Deine Aufgaben:
#1 Stimmen die folgenden Aussagen mit der Opernkritik überein? (a) Birtwistle hat bisher zehn Opern geschrieben. (b) Alexander Pereira hatte in Zürich bereits Werke Birtwistles auf die Opernbühne gebracht. (c) „Gawain“ wurde an der Covent Garden Opera in London uraufgeführt. Beantworte jede Aussage mit Ja oder Nein und zitiere die entscheidenden Worte der Opernkritik wörtlich.
#2 Gib den Abschnitt der Opernkritik von „Harrison Birtwistle, 79, gilt“ bis einschließlich „Edgar Varèse vergleichbar.“ Wort für Wort wieder.

Dreimal verführt, dreimal ist nichts passiert

Feuilleton | Opernkritik: Jürg Stenzl | aus FALTER 31/13 vom 31.07.2013

Beeindruckende Sänger, superbes Orchester: Harrison Birtwistles Oper "Gawain“ bei den Salzburger Festspielen

Harrison Birtwistle, 79, gilt in deutschen Musikgeschichten, unverkennbar abwertend, als "britischer Komponist“. Doch er selbst meinte spöttisch, er "weiß nicht, was ein ‚englischer Komponist‘ sei, so etwas wie Vaughan-Williams?“. Seit seinen Anfängen Mitte der 1960er-Jahre ist Birtwistle ein Solitär, am ehesten noch mit Edgar Varèse vergleichbar.

Seine bisher zehn Opern haben - mit Ausnahme des grimmigen Erstlings "Punch and Judy“ (1967) - kaum je den Weg über den Kanal und den Atlantik gefunden. Offensichtlich konnte der Dirigent Ingo Metzmacher den Festspielintendanten Alexander Pereira, der in 20 Jahren keine Note dieses Komponisten auf die Züricher Opernbühne gebracht hatte, von Birtwistles "Gawain“ überzeugen.

1991 wurde Harrison Birtwistles Oper "Gawain“ in der Londoner Covent Garden Opera uraufgeführt und war dort auch 1994 - umstritten - erfolgreich.

Gesammelte Dateneinträge:

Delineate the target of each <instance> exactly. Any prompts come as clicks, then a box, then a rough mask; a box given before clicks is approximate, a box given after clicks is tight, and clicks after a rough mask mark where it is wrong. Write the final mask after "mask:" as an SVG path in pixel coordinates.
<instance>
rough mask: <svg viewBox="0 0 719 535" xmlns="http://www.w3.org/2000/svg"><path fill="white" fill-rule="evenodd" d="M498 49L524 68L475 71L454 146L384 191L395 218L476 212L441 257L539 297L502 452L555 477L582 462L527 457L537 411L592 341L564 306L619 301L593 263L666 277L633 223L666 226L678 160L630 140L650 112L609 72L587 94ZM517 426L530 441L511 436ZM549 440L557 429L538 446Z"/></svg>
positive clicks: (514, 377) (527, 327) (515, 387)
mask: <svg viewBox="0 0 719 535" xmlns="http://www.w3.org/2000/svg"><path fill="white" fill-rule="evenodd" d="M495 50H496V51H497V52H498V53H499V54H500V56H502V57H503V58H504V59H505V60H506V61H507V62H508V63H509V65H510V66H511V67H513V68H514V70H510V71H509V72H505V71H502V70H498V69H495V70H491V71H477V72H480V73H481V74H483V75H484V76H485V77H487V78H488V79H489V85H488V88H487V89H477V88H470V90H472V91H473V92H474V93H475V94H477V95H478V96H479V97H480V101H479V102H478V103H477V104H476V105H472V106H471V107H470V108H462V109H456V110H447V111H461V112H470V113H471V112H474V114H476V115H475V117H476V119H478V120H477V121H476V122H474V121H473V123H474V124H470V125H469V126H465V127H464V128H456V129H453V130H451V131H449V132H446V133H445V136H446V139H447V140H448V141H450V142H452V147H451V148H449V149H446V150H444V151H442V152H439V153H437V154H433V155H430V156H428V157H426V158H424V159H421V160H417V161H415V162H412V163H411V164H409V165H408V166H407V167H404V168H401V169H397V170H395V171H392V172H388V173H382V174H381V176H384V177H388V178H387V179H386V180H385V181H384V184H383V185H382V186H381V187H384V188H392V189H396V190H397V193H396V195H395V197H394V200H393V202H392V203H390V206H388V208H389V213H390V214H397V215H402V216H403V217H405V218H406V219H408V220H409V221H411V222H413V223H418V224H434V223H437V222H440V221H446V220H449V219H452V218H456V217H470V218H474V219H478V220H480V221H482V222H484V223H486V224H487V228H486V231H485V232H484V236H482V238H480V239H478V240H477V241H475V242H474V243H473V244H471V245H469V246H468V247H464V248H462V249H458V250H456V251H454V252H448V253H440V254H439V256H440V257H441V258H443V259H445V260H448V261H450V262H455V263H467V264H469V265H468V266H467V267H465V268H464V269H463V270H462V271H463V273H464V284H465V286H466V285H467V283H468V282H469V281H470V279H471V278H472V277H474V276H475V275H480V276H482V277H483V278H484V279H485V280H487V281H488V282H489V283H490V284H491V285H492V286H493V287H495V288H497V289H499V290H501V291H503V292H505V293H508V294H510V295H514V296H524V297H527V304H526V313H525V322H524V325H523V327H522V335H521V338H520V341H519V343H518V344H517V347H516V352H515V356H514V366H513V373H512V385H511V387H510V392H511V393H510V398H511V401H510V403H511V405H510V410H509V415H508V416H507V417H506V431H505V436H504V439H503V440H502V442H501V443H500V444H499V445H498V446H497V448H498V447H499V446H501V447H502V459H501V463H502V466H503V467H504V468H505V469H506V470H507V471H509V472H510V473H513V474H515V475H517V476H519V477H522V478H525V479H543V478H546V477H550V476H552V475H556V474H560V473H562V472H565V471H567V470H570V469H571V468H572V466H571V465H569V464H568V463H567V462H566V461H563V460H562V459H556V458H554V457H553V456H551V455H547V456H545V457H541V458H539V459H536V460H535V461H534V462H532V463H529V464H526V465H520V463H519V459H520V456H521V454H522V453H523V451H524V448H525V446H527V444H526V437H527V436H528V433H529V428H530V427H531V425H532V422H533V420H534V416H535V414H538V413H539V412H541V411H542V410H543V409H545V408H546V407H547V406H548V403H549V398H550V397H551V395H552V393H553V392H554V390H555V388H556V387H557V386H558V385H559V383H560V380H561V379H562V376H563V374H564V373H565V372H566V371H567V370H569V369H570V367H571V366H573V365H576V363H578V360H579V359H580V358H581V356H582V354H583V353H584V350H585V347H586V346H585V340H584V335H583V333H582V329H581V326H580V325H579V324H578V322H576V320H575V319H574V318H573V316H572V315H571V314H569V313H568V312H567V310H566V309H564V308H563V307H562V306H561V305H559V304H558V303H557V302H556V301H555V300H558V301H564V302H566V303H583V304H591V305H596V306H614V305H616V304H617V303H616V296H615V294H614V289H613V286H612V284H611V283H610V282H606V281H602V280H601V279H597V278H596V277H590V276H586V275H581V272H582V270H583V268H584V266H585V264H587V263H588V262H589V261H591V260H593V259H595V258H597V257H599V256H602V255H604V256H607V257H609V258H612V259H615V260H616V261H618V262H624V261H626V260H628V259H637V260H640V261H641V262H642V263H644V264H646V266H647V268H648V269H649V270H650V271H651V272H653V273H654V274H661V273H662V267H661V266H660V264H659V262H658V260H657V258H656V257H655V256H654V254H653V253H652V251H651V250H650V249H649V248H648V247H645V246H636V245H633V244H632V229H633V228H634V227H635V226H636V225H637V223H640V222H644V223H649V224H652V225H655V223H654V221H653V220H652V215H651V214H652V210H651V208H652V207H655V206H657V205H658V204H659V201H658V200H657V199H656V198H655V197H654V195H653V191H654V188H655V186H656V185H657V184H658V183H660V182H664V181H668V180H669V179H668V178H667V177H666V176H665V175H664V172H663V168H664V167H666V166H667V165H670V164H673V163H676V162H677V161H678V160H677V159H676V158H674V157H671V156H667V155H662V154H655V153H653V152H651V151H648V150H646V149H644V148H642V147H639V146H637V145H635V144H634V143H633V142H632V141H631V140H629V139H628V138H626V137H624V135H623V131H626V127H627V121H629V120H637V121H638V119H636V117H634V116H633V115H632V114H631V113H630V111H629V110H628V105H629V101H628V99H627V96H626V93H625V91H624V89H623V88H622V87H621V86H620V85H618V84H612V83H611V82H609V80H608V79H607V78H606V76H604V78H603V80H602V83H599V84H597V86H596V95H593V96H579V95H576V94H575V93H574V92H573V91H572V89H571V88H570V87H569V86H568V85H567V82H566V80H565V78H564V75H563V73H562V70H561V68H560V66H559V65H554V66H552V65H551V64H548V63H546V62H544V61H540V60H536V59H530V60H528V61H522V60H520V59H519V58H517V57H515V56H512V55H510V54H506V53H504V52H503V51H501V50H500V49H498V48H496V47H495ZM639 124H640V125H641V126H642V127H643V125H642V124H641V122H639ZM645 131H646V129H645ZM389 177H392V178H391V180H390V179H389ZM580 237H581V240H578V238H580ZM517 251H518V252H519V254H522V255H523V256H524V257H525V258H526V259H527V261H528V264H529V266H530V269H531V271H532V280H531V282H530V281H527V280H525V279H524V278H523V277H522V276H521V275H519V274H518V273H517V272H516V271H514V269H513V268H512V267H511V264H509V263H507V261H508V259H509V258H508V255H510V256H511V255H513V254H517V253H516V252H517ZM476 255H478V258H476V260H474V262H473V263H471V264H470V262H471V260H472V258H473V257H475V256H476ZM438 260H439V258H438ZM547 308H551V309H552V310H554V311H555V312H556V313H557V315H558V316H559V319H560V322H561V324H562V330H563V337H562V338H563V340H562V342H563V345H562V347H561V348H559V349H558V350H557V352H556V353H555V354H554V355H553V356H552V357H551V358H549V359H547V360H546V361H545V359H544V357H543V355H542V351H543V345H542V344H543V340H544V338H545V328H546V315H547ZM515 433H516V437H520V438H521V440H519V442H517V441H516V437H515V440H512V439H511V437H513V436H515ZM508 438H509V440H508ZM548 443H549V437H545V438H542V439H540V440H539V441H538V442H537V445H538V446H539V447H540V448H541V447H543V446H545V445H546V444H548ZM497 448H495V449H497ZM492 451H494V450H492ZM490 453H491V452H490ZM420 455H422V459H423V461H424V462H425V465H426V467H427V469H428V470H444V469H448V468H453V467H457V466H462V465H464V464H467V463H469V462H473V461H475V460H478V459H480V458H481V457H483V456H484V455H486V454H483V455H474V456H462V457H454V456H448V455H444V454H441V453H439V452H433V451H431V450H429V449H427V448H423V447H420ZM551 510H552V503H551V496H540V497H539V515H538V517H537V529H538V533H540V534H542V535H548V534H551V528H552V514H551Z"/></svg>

Ergebnisse je Aufgabe:
#1
(a) Ja: „Seine bisher zehn Opern“
(b) Nein: „der in 20 Jahren keine Note dieses Komponisten auf die Züricher Opernbühne gebracht hatte“
(c) Ja: „in der Londoner Covent Garden Opera uraufgeführt“

#2
Harrison Birtwistle, 79, gilt in deutschen Musikgeschichten, unverkennbar abwertend, als "britischer Komponist“. Doch er selbst meinte spöttisch, er "weiß nicht, was ein ‚englischer Komponist‘ sei, so etwas wie Vaughan-Williams?“. Seit seinen Anfängen Mitte der 1960er-Jahre ist Birtwistle ein Solitär, am ehesten noch mit Edgar Varèse vergleichbar.